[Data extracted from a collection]
▼

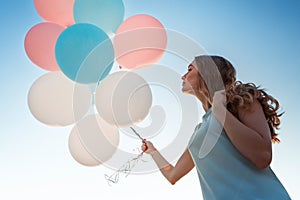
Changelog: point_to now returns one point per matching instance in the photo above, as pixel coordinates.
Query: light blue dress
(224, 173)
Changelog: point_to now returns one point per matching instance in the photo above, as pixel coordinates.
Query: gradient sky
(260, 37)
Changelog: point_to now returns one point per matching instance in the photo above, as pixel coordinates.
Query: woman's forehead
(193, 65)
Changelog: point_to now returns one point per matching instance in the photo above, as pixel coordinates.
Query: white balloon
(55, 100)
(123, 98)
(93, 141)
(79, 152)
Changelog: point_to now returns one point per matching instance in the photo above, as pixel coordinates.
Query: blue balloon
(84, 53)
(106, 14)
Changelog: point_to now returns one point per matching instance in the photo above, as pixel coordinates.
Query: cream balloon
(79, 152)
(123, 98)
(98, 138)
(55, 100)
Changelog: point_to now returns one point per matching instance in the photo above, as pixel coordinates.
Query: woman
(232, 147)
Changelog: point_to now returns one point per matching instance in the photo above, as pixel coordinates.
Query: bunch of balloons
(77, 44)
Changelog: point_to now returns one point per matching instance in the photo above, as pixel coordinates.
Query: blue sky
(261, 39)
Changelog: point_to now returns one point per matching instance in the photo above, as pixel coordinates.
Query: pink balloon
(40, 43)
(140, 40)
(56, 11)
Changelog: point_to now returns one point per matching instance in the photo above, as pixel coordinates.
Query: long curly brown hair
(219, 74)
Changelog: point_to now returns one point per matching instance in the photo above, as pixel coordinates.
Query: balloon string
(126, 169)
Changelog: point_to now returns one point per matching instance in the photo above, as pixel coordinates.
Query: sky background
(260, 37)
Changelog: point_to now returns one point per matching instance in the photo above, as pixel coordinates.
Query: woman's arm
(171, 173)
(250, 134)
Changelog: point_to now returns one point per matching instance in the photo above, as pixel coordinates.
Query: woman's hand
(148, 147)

▲
▼

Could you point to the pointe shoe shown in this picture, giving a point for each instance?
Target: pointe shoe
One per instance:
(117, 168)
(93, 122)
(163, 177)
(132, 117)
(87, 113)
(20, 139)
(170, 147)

▲

To do
Count the lines of the records that contain the string "pointe", treating case as significant. Reply with the number alone.

Problem solution
2